* start Excerpt *

Lake Merritt, a natural tidal lagoon extending from the Bay, is like an “accidental zoo,” Carlton says. Things from all over the world come to Oakland, and like it, and put down roots. Origins are a greater challenge in taxonomy than you might think: Linnaeus invented the scientific classification system we use today in the mid-1700s, by which point European ships had been mixing species around the globe for centuries. Linnaeus identified many species as European that modern taxonomists recognize clearly are not. “We often talk in university-level ecology and evolution classes how fine-tuned species are to the environment, and the evolutionary process that allow them to tune into predators and prey,” Carlton says. “But you can transport species to places where they were never tuned in and they can do well. It’s fascinating on so many levels.”
TRANSORCHESTIA ENIGMATICA PROBABLY ARRIVED sometime in the late 1800s or early 1900s, Carlton thinks, most likely from Chile. (Its closest known relative is a Chilean beach hopper, Transorchestia chiliensis.)

* end Excerpt *

◆ Exercises
1. According to the Lake Merritt excerpt, where did Transorchestia enigmatica most likely come from?
2. Write out the part of the Lake Merritt excerpt that begins at the words "TRANSORCHESTIA ENIGMATICA PROBABLY" and stops after "hopper, Transorchestia chiliensis.)".
The data that comes next is separate material, unrelated to the Lake Merritt excerpt.

* start Data excerpts *

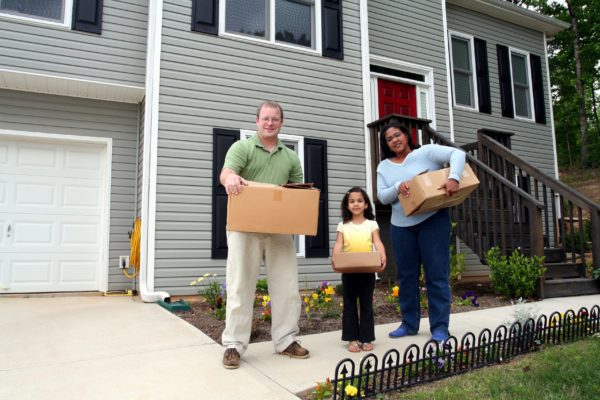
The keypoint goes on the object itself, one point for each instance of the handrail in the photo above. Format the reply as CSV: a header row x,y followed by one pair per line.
x,y
556,185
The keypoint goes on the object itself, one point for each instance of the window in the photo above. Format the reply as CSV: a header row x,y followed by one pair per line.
x,y
52,11
521,84
290,22
463,82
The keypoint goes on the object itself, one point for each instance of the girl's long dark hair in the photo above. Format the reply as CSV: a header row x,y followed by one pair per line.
x,y
385,149
347,215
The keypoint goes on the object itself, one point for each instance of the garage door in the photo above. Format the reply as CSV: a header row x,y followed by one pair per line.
x,y
52,197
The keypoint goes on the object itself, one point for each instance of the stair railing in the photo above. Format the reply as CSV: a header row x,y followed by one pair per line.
x,y
571,221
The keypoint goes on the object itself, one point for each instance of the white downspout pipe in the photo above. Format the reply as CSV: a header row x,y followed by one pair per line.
x,y
150,155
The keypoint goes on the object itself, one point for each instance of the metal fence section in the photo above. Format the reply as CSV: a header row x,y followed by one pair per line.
x,y
434,361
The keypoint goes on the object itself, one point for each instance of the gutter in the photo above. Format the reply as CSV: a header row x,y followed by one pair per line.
x,y
148,213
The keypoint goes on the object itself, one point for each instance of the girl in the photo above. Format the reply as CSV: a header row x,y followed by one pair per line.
x,y
358,233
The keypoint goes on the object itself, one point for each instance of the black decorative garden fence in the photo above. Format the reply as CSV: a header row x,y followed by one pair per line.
x,y
435,361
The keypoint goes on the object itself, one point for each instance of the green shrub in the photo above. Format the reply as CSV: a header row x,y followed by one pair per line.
x,y
515,276
262,286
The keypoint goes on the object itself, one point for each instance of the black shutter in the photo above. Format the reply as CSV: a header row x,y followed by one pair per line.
x,y
87,16
505,81
205,16
537,83
315,167
483,77
332,31
222,141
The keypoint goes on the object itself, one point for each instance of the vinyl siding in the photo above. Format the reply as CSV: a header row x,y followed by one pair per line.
x,y
118,55
412,31
533,142
29,112
208,82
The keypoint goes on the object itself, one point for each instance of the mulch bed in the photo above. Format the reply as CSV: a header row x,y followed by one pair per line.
x,y
203,318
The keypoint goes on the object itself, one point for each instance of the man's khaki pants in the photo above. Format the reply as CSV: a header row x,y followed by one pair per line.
x,y
247,251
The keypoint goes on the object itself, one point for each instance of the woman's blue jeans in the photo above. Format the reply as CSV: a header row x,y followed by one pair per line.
x,y
426,243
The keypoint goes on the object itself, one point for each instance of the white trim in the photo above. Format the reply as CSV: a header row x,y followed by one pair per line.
x,y
66,23
367,92
427,85
150,164
549,91
448,70
531,118
473,80
102,273
299,140
270,28
65,86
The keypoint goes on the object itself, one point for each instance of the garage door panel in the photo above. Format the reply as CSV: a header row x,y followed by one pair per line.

* end Data excerpts *

◆ Complete answers
1. Most likely from Chile.

2.
TRANSORCHESTIA ENIGMATICA PROBABLY ARRIVED sometime in the late 1800s or early 1900s, Carlton thinks, most likely from Chile. (Its closest known relative is a Chilean beach hopper, Transorchestia chiliensis.)